§ Page text
—————

An Islamic Perspective on Violence against Women

An Islamic Perspective on Violence against Women

By Shah Tajamul

Islam ardently abhors all forms of violence –domestic, physical, verbal, emotional, economic, religious and sexual — against women. In the Islamic schemata, marriage is a sacred bond or holy tie which provides peace, compassion, fairness, comfort, tranquility and protection. So there is no possibility of any kind of abuse, pain, shame and bitterness in this blessed bond of marriage. Allah (SWT) eloquently describes this beautiful relationship in His holy book,  Al Qur’an:
“Among His signs is that He created for you mates of your kind so that you acquire peace from them, and He created between you love and mercy. Verily, in this (system of creation) there are signs for those who meditate”. (30:21)
In this verse of the Holy Qur’an, Allah (SWT) clearly expresses that there should be love and mercy between husband and wife. But unfortunately,  these days, in many cases there is little love care and sympathy between husband and wife despite the clear Qur’anic injunction and thrust on love between man and wife. At times, the husbands, for whatever reasons, kill their wives without feeling any guilt and shame.  This is abhorrent in Islam for Islam does not allow husbands to beat, kill and humiliate their wives under any circumstances. Allah (SWT) says in the Qur’an:
“O Believers,  treat women with kindness even if you dislike them; it is quite possible that you  dislike some,  which Allah (SWT) might yet make a source of abundant good’’.(4:19)
In another place, Allah (SWT) says in the Holy Book:
“Your wives are a garment for you, and you are a garment for them”. (2:187)
The above Quranic dictums clearly and evidently point out the pious nature of the relationship between husband and wife and commands men and women to respect each other. The main objectives of the sacred relationship of marriage are to preserve human life from extinction, maintain physical or mental well being and religious harmony.
However, many critics wrongly attempt to denigrate Islam as being oppressive towards women despite the fact that an entire chapter titled “The Women” (Al-Nisa) is devoted  in the Qur’an in respect and reverence  of women. It is Islam which granted equal rights to women and emancipated them from the darkness of pre Islamic times where women were treated as mere chattel, having no rights (social, political economic and religious rights) whatsoever.
One can find the best example of the husband-wife relationship based on love, care, justice, clemency and mutual understanding from the life of Prophet Muhammad (Peace be upon him). In one of the traditions Prophet Muhammad (Peace be upon him) said:
“The most perfect of believers is one who is best in character or behavior, and the best of you are those who are best to their wives”.
But, these days, many husbands, with chests poking out order, humiliate their wives about petty things like “Where is food?”, “Where are clothes?”, “Why don’t you do this?”, “Why don’t you do that?”,”Why don’t you be quiet?” and so on. They wrongly think that Islam has given them license to treat their wives like servants or slaves. All those husbands who think of such filth must know that their wives have  to nothing to do for then and if they want someone to do household chores, they should hire domestic helps. It is not a requirement for wives  to wash clothes, prepare dishes, cook food, clean homes and so on. But if they (wives) do that out of love, this would constitute blessings and for them front of Allah (SWT). In fact, majority of the Muslim scholars— Imam Abu Hanifa, Imam al-Shafi’e and Imam Malik–, are of the opinion that serving one’s husband in terms of housework is not mandatory. Instead,  it is only among  noble manners. The Qur’anic verse, “Arrijalu Qawwamuna Alan Nissa”, does not mean that men are the commanders of their women, but  that they  are caretakers or protectors of their  women and  responsibilities  are to them.

—————

§ Data extract
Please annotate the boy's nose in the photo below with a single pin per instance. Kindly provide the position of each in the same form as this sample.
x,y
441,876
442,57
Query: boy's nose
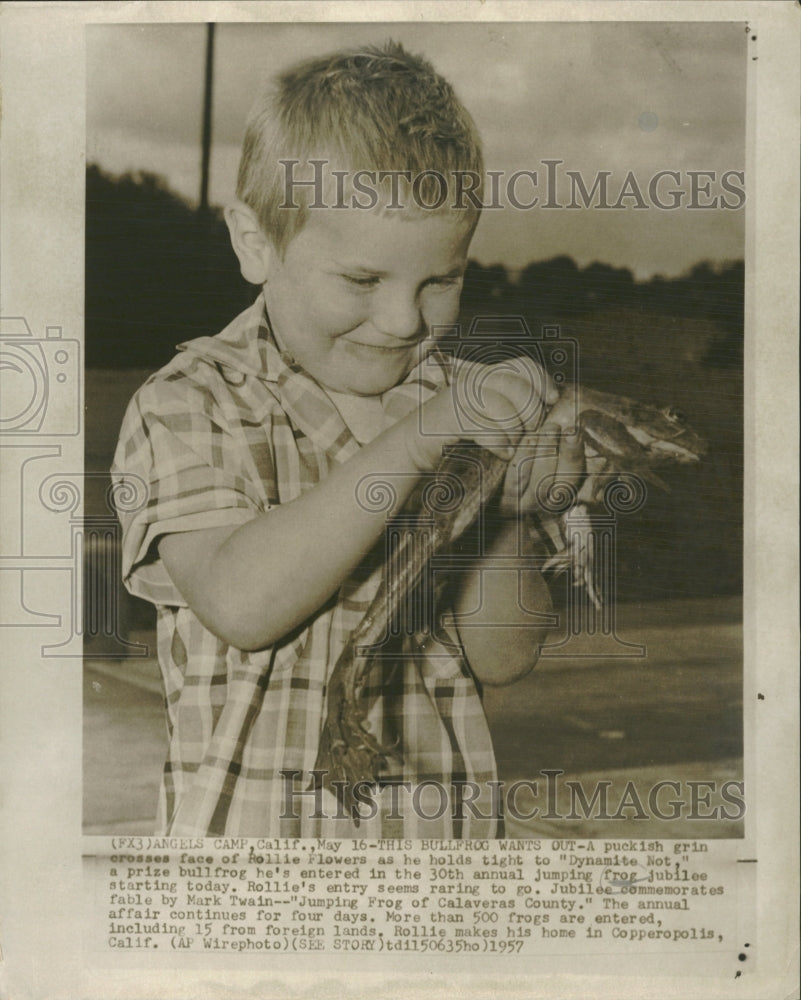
x,y
398,315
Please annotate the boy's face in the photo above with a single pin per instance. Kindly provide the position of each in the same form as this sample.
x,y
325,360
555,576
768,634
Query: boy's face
x,y
357,292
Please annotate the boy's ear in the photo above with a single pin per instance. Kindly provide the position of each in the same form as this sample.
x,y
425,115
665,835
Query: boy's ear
x,y
254,251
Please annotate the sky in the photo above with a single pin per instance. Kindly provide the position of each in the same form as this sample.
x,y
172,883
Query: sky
x,y
619,97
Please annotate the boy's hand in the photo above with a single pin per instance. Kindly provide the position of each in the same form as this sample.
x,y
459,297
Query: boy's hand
x,y
496,406
554,459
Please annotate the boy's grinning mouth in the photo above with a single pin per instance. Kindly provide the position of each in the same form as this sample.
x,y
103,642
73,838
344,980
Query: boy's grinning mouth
x,y
403,346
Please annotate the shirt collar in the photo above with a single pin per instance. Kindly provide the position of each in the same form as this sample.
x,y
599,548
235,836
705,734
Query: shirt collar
x,y
247,346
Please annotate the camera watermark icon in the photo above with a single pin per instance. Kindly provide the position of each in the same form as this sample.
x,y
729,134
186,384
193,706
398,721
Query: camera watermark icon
x,y
40,381
500,353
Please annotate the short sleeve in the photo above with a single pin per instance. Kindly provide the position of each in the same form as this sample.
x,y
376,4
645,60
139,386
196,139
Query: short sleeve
x,y
191,467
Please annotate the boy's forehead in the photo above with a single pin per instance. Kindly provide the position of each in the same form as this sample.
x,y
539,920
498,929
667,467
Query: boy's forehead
x,y
388,235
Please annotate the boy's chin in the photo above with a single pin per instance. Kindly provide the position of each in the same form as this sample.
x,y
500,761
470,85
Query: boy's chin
x,y
364,383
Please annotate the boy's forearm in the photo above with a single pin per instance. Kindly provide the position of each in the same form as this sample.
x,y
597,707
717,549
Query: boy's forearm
x,y
502,594
255,584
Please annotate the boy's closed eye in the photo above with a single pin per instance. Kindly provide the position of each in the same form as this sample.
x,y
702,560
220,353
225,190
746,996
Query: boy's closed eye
x,y
373,280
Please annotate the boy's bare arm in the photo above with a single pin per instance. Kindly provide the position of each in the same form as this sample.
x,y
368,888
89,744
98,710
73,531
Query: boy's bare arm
x,y
501,594
254,583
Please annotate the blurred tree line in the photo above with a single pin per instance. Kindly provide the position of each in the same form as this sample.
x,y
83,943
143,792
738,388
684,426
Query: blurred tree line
x,y
159,272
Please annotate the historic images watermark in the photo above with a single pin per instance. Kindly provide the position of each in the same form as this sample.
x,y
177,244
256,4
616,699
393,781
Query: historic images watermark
x,y
552,185
668,799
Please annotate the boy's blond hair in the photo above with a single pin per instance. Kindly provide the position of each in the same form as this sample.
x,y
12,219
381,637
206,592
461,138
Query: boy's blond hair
x,y
371,109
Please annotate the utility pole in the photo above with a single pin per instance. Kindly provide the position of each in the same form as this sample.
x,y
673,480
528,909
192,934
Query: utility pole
x,y
206,142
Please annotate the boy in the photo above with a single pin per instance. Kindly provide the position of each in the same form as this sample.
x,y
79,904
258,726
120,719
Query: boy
x,y
254,443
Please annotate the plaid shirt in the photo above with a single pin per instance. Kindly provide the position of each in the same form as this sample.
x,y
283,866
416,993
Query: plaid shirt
x,y
227,430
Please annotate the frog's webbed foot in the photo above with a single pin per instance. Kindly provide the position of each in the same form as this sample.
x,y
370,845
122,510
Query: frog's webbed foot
x,y
577,552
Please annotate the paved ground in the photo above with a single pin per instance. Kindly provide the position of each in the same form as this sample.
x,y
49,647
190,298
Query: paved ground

—————

§ Exercise aim
Please pick up the essay on Islam and violence against women above where it stops, and write what comes next.

§ Answer to the problem
Hadrat Aisha (RA), the wife of Prophet Muhammad (Peace be upon him), was asked, “What did the Prophet Muhammad (Peace be upon him) use to do in his house?”.  She replied, “He did what one of would do in his house. He mended sandals and patched garments and sewed” (Adab Al- Mufrad).
A good number of educated people think that helping their women in and with housework makes them “feminine” without realizing the fact that Prophet Muhammad (Peace be Upon Him) himself did this in his house. Such people who are not willing to help their wives are acting against the tradition of Prophet Muhammad (Peace be upon him) and will definitely find their places among oppressors or tyrants on the Day of Judgment.
No one here in this transient World is perfect; every human being is imperfect and also has good and bad traits. So one should not be judged or hated only on the basis of bad attributes but should be judged or liked on good traits as well. In terms of the relationship between husband and wife, Prophet Muhammad (Peace be upon him) said, “A believing man (husband) should not hate a believing woman (wife). If he dislikes something in her character, he should be pleased with some other trait of hers”. Prophet Muhammad (Peace be upon him) strongly criticized those husbands who beat or hit their wives and then have intimate relations with them later. He himself never hit his wives during his life span, even though they had disagreements with him and held diverse views or opinions .When one of the companions asked Messenger of Allah about a husband’s liability or responsibility towards his wife, the Prophet (Peace be Upon Him) said, “Give your wife food when you eat food, clothe her when you clothe yourself, do not scorn her, do not malign her and do not beat her”.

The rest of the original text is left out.